### Materials provided
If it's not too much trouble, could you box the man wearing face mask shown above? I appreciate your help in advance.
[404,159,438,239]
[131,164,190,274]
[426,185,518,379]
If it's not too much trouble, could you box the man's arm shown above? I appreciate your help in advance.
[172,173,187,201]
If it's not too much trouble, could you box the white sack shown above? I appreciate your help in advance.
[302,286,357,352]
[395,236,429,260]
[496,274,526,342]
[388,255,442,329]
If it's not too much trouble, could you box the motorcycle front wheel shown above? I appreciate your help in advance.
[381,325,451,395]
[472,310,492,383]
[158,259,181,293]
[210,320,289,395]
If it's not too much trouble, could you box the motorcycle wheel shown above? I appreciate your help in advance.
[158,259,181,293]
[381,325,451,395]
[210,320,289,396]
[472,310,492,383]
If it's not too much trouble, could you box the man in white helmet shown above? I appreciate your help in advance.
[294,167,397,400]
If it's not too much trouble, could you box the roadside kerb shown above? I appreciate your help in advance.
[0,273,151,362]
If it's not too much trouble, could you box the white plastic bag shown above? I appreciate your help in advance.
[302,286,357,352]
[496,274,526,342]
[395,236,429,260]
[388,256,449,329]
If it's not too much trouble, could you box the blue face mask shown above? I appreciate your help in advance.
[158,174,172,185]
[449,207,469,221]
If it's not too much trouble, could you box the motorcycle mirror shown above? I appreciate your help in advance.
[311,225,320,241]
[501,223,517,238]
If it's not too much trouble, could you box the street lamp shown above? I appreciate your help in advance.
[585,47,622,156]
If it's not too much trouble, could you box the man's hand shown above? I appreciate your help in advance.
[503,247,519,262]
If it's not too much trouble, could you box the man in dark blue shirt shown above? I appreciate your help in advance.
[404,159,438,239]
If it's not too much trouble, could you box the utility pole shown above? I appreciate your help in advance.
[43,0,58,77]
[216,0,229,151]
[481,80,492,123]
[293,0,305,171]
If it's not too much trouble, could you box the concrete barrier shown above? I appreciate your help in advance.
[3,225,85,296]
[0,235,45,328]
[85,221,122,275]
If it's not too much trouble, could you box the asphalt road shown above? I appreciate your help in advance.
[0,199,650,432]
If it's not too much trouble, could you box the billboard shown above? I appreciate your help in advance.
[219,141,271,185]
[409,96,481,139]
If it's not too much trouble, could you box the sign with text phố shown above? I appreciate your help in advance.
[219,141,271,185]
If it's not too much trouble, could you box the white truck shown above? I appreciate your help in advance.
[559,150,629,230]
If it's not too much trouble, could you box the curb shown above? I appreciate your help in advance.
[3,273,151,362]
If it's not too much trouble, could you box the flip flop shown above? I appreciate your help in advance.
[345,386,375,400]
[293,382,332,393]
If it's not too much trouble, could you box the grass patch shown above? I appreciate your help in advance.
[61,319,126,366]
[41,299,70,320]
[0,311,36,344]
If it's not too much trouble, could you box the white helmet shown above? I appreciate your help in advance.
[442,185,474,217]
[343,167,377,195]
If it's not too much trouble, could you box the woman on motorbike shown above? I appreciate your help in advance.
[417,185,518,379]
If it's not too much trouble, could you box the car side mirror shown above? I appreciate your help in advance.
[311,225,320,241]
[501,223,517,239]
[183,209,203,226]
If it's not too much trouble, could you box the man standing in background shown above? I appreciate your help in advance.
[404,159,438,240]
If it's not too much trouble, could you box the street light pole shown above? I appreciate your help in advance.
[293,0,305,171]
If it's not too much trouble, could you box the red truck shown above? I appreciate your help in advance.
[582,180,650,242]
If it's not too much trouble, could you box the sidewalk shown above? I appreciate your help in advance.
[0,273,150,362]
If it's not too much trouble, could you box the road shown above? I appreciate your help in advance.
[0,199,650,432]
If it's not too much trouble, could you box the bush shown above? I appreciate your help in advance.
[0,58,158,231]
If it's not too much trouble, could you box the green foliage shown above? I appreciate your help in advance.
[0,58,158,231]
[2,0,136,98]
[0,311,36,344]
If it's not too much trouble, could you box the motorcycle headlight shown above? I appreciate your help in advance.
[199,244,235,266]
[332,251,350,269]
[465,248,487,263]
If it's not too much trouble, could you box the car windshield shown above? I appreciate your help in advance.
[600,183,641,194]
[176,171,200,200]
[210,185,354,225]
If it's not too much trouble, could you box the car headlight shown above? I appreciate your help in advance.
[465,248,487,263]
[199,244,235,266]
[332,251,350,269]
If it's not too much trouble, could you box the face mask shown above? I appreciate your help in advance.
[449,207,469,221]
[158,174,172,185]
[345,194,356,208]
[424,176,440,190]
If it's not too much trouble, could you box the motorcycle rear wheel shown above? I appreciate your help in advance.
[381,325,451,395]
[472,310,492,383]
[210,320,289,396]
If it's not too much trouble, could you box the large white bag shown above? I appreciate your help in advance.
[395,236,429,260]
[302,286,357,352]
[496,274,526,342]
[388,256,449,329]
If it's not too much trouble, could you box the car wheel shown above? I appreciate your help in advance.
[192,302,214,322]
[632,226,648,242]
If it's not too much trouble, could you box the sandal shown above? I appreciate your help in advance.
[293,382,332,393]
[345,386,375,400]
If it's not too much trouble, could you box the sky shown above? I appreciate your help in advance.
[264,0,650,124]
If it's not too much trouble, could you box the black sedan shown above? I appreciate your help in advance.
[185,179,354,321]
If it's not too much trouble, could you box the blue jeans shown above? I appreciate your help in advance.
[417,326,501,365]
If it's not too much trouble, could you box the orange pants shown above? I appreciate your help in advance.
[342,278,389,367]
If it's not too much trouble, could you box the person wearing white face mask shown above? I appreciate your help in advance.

### Stated task
Please swap "box" for "mark" in every one of the records above, and write all the records out again with nothing else changed.

### Output of the exercise
If it's not too much trouble, could you mark the man wearing face mask shown above? I appreciate your help in advance.
[404,159,438,239]
[131,164,190,274]
[426,185,518,379]
If it's not too much trouble, could you mark the man's arm shown above? I appreciate your help in advance.
[172,173,187,201]
If it's not too much trouble, could you mark the white sack shown above? I appreciate your help in advance.
[302,286,357,352]
[395,236,429,260]
[496,274,526,342]
[388,255,442,329]
If it's not too much trouble, could you mark the motorcycle front wheel shown above? I appreciate your help in advance.
[381,325,451,395]
[472,310,492,383]
[158,259,181,293]
[210,320,289,395]
If it's not too much trouble, could you mark the motorcycle wheel shown above? I appreciate your help in advance.
[158,259,181,293]
[381,325,451,395]
[210,320,289,396]
[472,310,492,383]
If it's not too much trouble, could you mark the man in white helmet shown above? I appreciate your help in advance.
[294,167,397,400]
If it's not too much trouble, could you mark the roadside kerb shown above? I appreciate your help in advance.
[0,273,151,362]
If it's not too much trouble, could you mark the white plastic bag shown above? I appreciate your help in advance.
[302,286,357,352]
[496,274,526,342]
[395,236,429,260]
[388,256,449,329]
If it's not too much trouble, could you mark the blue face mask shown above? I appreciate your help in advance.
[158,174,172,185]
[449,207,469,221]
If it's not too much trouble, could you mark the motorcycle mirror shown above? I appreciate your help in advance.
[311,225,320,241]
[501,223,517,238]
If it's not too much trouble, could you mark the street lamp shown above? I appreciate your help in advance.
[585,47,622,156]
If it's not too much trouble, could you mark the man's hand shown above? I appreciate your help in advance.
[503,247,519,262]
If it's not too much trouble, could you mark the man in dark blue shirt shown above? I appreciate your help in advance.
[404,159,438,239]
If it's not too much trouble, could you mark the utility pole shown above? I appreciate your help in advance.
[43,0,58,77]
[216,0,229,151]
[481,80,492,123]
[293,0,305,171]
If it's not too much trouble, could you mark the concrete barrier shown above? I appreciate your help in advance.
[3,225,85,296]
[0,235,45,328]
[85,221,122,275]
If it's not too much trouble, could you mark the asphalt road shown above? I appreciate your help in advance.
[0,199,650,432]
If it's not too much trouble, could you mark the billboard shown above? I appreciate your help in advance.
[219,141,271,185]
[409,96,481,139]
If it's not too much trouble, could you mark the sign with text phố shown above? I appreciate your help in advance.
[219,141,271,185]
If it's not too much trouble, could you mark the white truck shown above? I appreciate your help in advance.
[559,150,629,230]
If it's not too much trouble, could you mark the curb shown above? I appreciate your help in advance.
[3,273,151,362]
If it's not too much trouble, could you mark the flip flop shown above? I appreciate your help in advance.
[345,386,375,400]
[293,382,332,393]
If it's not too much trouble, could you mark the grass patch shown above? I appreciate your help in advance.
[61,319,126,366]
[41,299,70,320]
[0,311,36,344]
If it's not too much trouble, could you mark the white helmet shown above? I appreciate your help in advance.
[442,185,474,217]
[343,167,377,195]
If it's not too much trouble, could you mark the woman on motorbike shown above? I appreciate your help in advance.
[417,185,518,379]
If it's not too much trouble, could you mark the car side mirror shown above? I appreciate your help in advance.
[311,225,320,241]
[501,223,517,239]
[183,209,203,226]
If it's not too much trouble, could you mark the man standing in background shown above? I appreciate your help in advance.
[404,159,438,240]
If it's not too much trouble, could you mark the street light pole shown above? I appreciate your help in advance.
[293,0,305,171]
If it's not too much trouble, could you mark the red truck shown above? I appreciate your help in advance.
[582,180,650,242]
If it's not too much trouble, could you mark the sidewalk shown above? I appreciate your help in advance.
[0,273,150,362]
If it's not too much trouble, could you mark the road shown above? I appreciate your help in advance.
[0,199,650,432]
If it's not too much trouble, could you mark the bush shown above? I appreciate your help in advance.
[0,58,158,231]
If it's not too much trouble, could you mark the green foliage shown above? I appreciate your help in advance.
[0,58,158,231]
[2,0,136,98]
[0,311,36,344]
If it's not too much trouble, could you mark the motorcycle headlight shown above? I appreciate your help in advance.
[199,244,235,266]
[332,251,350,269]
[465,248,487,263]
If it's not too much trouble, could you mark the car windshield shown above? I appreciate your help in advance.
[600,183,641,194]
[176,171,200,200]
[210,185,354,225]
If it's not too much trouble, could you mark the car headlight shown above? I appreciate your help in advance.
[465,248,487,263]
[199,244,235,266]
[332,251,350,269]
If it's not too much trouble, could you mark the face mask shown above? I appreciate your help in advance.
[449,207,469,221]
[158,174,172,185]
[345,194,356,208]
[424,176,440,190]
If it's not too much trouble, could you mark the motorcycle rear wheel shown above? I appreciate your help in advance.
[381,325,451,395]
[472,310,492,383]
[210,320,289,396]
If it's not too much trouble, could you mark the large white bag shown above? I appreciate your help in advance.
[395,236,429,260]
[302,286,357,352]
[496,274,526,342]
[388,256,449,329]
If it's not too much trouble, could you mark the car wheel shown above? I appreciate your help in advance.
[192,302,214,322]
[632,226,648,242]
If it's not too much trouble, could you mark the sandal shown above? I appreciate your help in advance.
[293,382,332,393]
[345,386,375,400]
If it's not too much trouble, could you mark the sky shown above? I appreciate your help in advance.
[264,0,650,124]
If it's not too much trouble, could you mark the black sedan shown above? I appreciate your help in advance.
[185,179,354,321]
If it's not too much trouble, could you mark the blue jeans shown above? I appreciate your help in advance.
[417,326,501,365]
If it's not too much trouble, could you mark the orange pants shown above? I appreciate your help in advance.
[342,278,389,367]
If it's not too much trouble, could you mark the person wearing white face mask shown above? I appreciate your help in advance.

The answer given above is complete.